What the exercise asks -> Give the records again in full, exactly as they are.

Material provided ->
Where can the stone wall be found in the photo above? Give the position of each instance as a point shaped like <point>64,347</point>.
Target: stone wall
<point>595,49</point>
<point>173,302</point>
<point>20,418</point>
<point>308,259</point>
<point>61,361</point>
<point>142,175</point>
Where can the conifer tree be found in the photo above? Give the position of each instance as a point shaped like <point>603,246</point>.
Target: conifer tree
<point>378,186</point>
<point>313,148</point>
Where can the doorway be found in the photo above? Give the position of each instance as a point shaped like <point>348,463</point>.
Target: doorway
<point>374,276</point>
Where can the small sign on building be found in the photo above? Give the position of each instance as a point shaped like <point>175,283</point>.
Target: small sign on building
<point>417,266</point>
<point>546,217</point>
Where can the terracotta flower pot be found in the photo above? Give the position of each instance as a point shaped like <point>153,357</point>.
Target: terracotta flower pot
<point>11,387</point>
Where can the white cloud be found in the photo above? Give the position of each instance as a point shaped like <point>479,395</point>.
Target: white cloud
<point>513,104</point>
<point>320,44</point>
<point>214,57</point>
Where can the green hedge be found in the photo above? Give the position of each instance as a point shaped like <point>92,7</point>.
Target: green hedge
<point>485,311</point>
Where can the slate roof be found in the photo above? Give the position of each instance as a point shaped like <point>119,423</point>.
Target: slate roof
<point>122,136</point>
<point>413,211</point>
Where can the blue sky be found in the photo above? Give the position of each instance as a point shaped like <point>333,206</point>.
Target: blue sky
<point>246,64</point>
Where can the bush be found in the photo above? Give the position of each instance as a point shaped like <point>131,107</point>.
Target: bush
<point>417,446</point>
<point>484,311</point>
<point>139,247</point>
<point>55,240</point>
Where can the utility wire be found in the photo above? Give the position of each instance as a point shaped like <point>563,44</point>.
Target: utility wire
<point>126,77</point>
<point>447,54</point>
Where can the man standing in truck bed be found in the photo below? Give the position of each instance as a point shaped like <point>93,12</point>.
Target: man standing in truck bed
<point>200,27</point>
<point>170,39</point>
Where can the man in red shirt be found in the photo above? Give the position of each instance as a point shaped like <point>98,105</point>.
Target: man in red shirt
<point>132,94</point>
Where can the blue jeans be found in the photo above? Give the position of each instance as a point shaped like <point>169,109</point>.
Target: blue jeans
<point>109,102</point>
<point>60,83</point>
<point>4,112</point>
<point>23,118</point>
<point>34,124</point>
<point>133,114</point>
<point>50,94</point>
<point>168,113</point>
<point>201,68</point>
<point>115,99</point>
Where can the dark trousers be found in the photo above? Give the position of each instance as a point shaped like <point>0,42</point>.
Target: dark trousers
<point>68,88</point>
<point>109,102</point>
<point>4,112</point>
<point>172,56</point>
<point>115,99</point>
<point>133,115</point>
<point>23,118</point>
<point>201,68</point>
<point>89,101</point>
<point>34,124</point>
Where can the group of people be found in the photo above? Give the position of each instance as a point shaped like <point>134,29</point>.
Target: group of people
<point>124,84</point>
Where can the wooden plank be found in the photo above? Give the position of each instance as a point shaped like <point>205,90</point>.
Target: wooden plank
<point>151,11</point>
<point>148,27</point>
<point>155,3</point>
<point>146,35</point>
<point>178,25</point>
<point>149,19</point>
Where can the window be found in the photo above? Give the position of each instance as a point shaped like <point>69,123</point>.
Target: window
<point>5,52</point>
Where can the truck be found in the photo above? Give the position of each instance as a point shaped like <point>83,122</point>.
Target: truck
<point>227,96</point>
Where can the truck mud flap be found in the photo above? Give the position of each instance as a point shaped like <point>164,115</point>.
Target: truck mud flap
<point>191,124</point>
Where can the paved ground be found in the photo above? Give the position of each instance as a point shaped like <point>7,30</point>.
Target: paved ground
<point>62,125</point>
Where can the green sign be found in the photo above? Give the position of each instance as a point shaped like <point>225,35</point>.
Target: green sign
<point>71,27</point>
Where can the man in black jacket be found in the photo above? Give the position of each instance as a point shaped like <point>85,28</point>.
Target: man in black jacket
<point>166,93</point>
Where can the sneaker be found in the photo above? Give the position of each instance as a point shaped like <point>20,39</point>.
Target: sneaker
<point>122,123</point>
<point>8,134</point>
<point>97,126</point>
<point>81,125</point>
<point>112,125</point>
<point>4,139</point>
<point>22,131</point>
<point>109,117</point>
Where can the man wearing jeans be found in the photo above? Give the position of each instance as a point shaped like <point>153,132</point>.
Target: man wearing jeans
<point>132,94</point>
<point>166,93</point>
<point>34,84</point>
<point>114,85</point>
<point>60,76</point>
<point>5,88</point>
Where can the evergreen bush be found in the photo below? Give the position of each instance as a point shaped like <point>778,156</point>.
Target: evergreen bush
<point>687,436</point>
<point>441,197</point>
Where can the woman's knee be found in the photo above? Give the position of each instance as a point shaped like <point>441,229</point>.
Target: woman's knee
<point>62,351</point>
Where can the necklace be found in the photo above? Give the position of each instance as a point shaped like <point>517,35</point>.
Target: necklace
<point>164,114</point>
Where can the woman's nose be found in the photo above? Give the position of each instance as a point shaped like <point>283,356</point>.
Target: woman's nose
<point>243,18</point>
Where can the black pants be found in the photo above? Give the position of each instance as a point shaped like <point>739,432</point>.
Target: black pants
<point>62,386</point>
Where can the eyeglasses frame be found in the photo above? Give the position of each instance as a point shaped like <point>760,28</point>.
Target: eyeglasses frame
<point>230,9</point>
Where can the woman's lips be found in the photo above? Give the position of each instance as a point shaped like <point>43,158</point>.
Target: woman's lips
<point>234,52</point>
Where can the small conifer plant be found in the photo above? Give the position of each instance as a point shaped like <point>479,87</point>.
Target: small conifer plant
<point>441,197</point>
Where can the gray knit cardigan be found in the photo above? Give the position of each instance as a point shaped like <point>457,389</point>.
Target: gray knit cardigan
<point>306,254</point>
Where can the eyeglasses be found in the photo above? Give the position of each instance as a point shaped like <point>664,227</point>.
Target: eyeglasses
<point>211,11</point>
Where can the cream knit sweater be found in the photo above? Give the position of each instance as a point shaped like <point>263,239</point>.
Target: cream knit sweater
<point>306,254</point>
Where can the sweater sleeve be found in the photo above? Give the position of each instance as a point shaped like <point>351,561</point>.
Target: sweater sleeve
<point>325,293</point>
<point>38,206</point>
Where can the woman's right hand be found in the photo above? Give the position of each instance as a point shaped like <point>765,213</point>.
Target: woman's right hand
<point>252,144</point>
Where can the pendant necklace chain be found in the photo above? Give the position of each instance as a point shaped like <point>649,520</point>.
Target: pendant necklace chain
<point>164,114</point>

Written response ->
Where can the stone wall be found in the photo above? Give the position of each instance as a point shaped like <point>64,347</point>.
Target: stone wall
<point>595,49</point>
<point>173,302</point>
<point>20,418</point>
<point>308,259</point>
<point>61,361</point>
<point>142,175</point>
Where can the conifer tree be found in the photo above? Give the position of each instance as a point shaped like <point>603,246</point>.
Target: conifer tree
<point>378,186</point>
<point>313,148</point>
Where can the doorway be found in the photo above? Give the position of each instance as a point shaped like <point>348,463</point>.
Target: doorway
<point>374,276</point>
Where can the small sign on building be found in the photo above? Give the position of each instance as a point shaped like <point>175,283</point>.
Target: small sign on building
<point>417,266</point>
<point>546,217</point>
Where can the terracotta flower pot be found in the photo above? Give the position of each instance as a point shaped like <point>153,357</point>.
Target: terracotta flower pot
<point>11,387</point>
Where can the white cloud be found in the photo above? Give the position of each instance as a point shaped like <point>479,395</point>.
Target: white cloud
<point>513,104</point>
<point>320,44</point>
<point>214,57</point>
Where can the green hedge be found in the photo above? Give the position of each instance as a point shaped like <point>92,7</point>.
Target: green hedge
<point>485,311</point>
Where can the slate roof be found in the photo above? Give the position of each instance as a point shaped like <point>119,423</point>.
Target: slate roof
<point>122,136</point>
<point>413,211</point>
Where can the blue sky be found in the photo above? Give the position of each instance as a point shaped like <point>333,206</point>.
Target: blue sky
<point>246,64</point>
Where can the bush be found in the photo above? Give the position of each instance as a point shaped like <point>131,107</point>.
Target: bush
<point>417,446</point>
<point>484,311</point>
<point>139,247</point>
<point>55,240</point>
Where can the utility wire be found in the photo above? Give the position of each instance as a point shaped like <point>563,44</point>.
Target: utility wire
<point>126,77</point>
<point>447,54</point>
Where can the man standing in truck bed be found in the photo below? Give the position of each instance as a point shaped like <point>93,12</point>.
Target: man standing in truck bed
<point>200,27</point>
<point>170,39</point>
Where can the man in red shirt be found in the photo above? Give the position of each instance as a point shaped like <point>98,105</point>.
Target: man in red shirt
<point>132,94</point>
Where can the blue jeans be found in the photo above? Give the position of each instance as a point shaped like <point>169,109</point>.
Target: blue jeans
<point>109,102</point>
<point>60,83</point>
<point>4,112</point>
<point>23,118</point>
<point>34,124</point>
<point>133,114</point>
<point>50,94</point>
<point>168,113</point>
<point>201,68</point>
<point>115,99</point>
Where can the dark trousers be found in the photo above? Give the position of each instance as a point shaped like <point>0,42</point>.
Target: dark trousers
<point>68,88</point>
<point>109,102</point>
<point>4,112</point>
<point>172,56</point>
<point>115,99</point>
<point>133,115</point>
<point>23,118</point>
<point>201,68</point>
<point>89,101</point>
<point>34,124</point>
Where can the group of people be found in the photo above? Give the position of each instance as a point shaped like <point>134,29</point>.
Target: group of people
<point>124,84</point>
Where can the wooden plank be found in the photo above? Give the position of each instance as a point shaped like <point>205,90</point>.
Target: wooden plank
<point>151,11</point>
<point>148,27</point>
<point>155,3</point>
<point>146,35</point>
<point>178,25</point>
<point>149,19</point>
Where can the window be found in the photo above? Give the position of each instance as a point shaped like <point>69,123</point>.
Target: window
<point>5,52</point>
Where can the truck be found in the photo above? Give the position of each instance as a point shaped like <point>83,122</point>.
Target: truck
<point>227,96</point>
Where can the truck mud flap be found in the photo above? Give the position of each instance as a point shaped like <point>164,115</point>.
Target: truck mud flap
<point>191,124</point>
Where can the paved ground be found in the photo above? Give the position of each instance as a point shaped like <point>7,30</point>.
Target: paved ground
<point>62,125</point>
Where can the green sign be found in the photo above? Give the position of each instance as a point shaped like <point>225,35</point>.
Target: green sign
<point>71,27</point>
Where can the man in black jacket be found in the photo above? Give the position of each instance as a point shaped like <point>85,28</point>.
Target: man in black jacket
<point>166,93</point>
Where can the sneaker be found in the photo above? Give the position of each instance as a point shaped like <point>20,39</point>.
Target: sneaker
<point>122,123</point>
<point>8,134</point>
<point>97,126</point>
<point>81,125</point>
<point>112,125</point>
<point>4,139</point>
<point>22,131</point>
<point>109,117</point>
Where can the man wearing jeans be found in the photo above? Give the position of each instance as a point shaped like <point>153,132</point>.
Target: man wearing jeans
<point>132,94</point>
<point>166,93</point>
<point>34,84</point>
<point>114,85</point>
<point>60,76</point>
<point>5,88</point>
Where can the evergreen bush be found in the photo below? Give the position of each instance as a point shaped like <point>778,156</point>.
Target: evergreen bush
<point>687,436</point>
<point>441,197</point>
Where can the woman's knee be found in the photo above? Give the position of each instance as a point shaped like <point>441,229</point>.
Target: woman's knee
<point>62,351</point>
Where can the necklace be found in the photo above? Give the position of each instance as a point shaped like <point>517,35</point>.
Target: necklace
<point>164,114</point>
Where can the woman's nose be found in the photo above? Give the position of each instance as a point shaped like <point>283,356</point>.
Target: woman's nose
<point>243,18</point>
Where can the black pants be found in the photo above? Give the position of each instance as a point shaped like <point>739,432</point>.
Target: black pants
<point>62,386</point>
Where can the eyeglasses frame be found in the photo above? Give the position of each instance as a point shaped like <point>760,28</point>.
Target: eyeglasses frame
<point>230,9</point>
Where can the woman's lips be found in the photo above? Give the position of each instance as a point shaped like <point>43,158</point>.
Target: woman's lips
<point>234,52</point>
Where can the small conifer plant be found in the photo above? Give the position of each instance as a point shaped like <point>479,87</point>.
Target: small conifer plant
<point>441,197</point>
Where can the gray knit cardigan be found in the photo above? Give the position of each instance as a point shaped like <point>457,389</point>.
Target: gray knit cardigan
<point>306,254</point>
Where can the eyeglasses be found in the photo above? Give the position of each instance as a point shaped like <point>664,227</point>.
Target: eyeglasses
<point>211,11</point>
Where can the cream knit sweater be found in the photo above? Give the position of each instance as a point shaped like <point>263,239</point>.
Target: cream knit sweater
<point>306,254</point>
Where can the sweater sleeve be found in the photo above? Give the position of each instance as a point shaped like <point>351,561</point>.
Target: sweater sleeve
<point>325,293</point>
<point>38,206</point>
Where can the woman's right hand be found in the photo above? Give the position of each instance as a point shaped like <point>765,213</point>.
Target: woman's right hand
<point>252,144</point>
Where can the pendant necklace chain be found in the photo above? Give the position of each instance as a point shaped like <point>649,520</point>.
Target: pendant necklace chain
<point>164,114</point>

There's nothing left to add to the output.